-- begin --
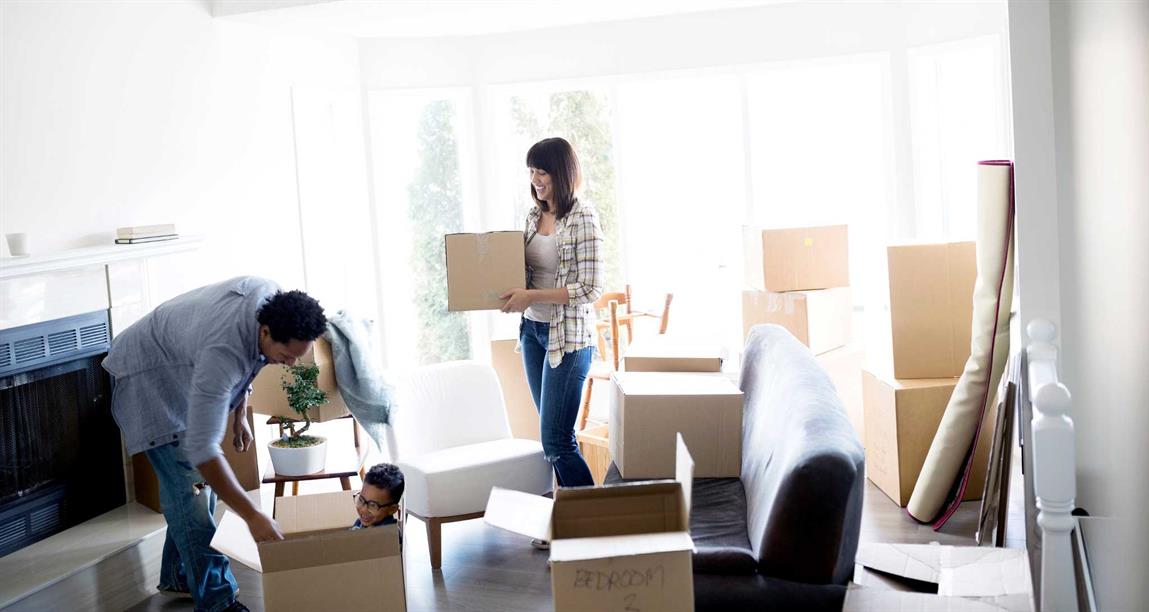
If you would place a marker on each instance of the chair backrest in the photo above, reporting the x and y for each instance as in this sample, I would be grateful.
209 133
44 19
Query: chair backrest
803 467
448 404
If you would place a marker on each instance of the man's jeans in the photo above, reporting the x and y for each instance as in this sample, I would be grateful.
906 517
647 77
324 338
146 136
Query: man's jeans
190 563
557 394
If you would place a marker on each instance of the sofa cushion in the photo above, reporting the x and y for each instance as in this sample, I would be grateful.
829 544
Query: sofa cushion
-- end --
-- begin --
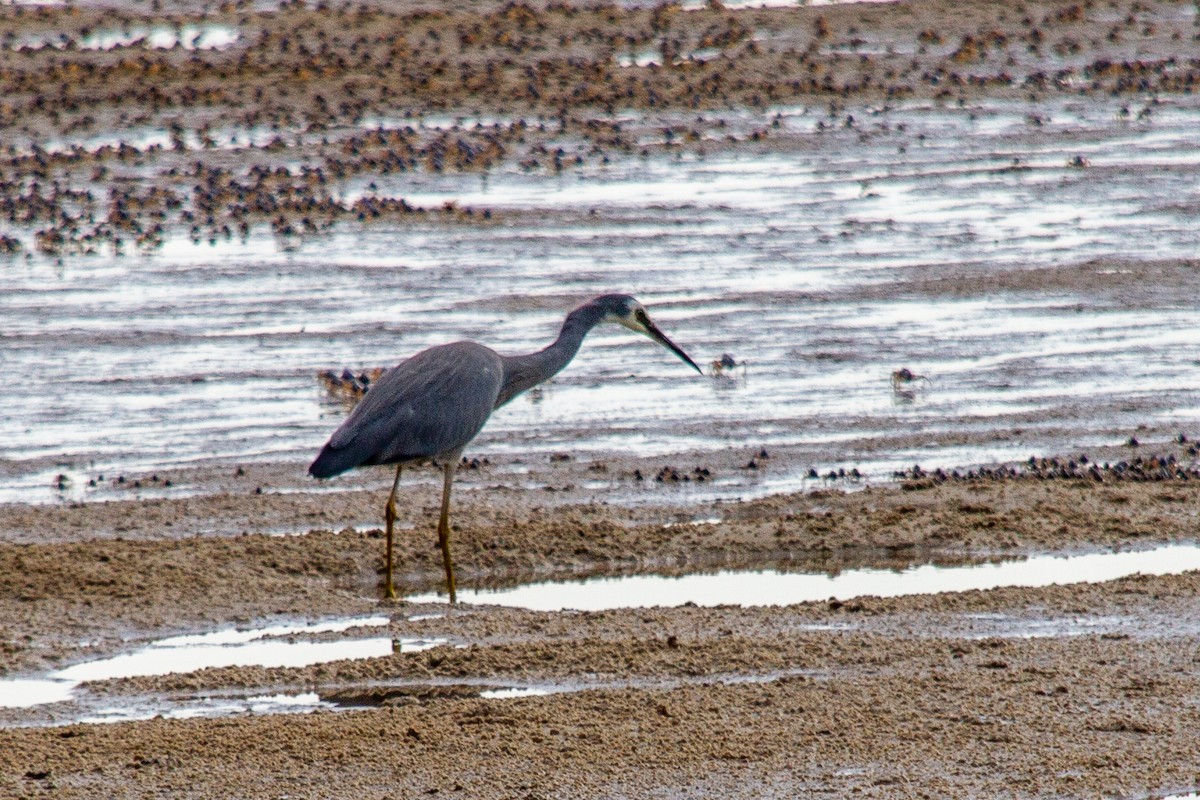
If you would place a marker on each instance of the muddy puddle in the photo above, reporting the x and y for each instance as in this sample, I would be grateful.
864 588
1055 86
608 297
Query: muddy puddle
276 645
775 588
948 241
-- end --
REQUIREMENT: Output the data starting at the line containing "of the sofa" and ending at the line containing "Query: sofa cushion" as a Markdown table with the columns Index and Content. Number each line and skip any blank lines.

RESPONSE:
| Index | Content |
|---|---|
| 1 | If you would place a marker on each instance of the sofa cushion in the photo above, reporting the x and y for each instance as in this sample, I would be grateful. |
| 2 | 829 544 |
| 3 | Query: sofa cushion |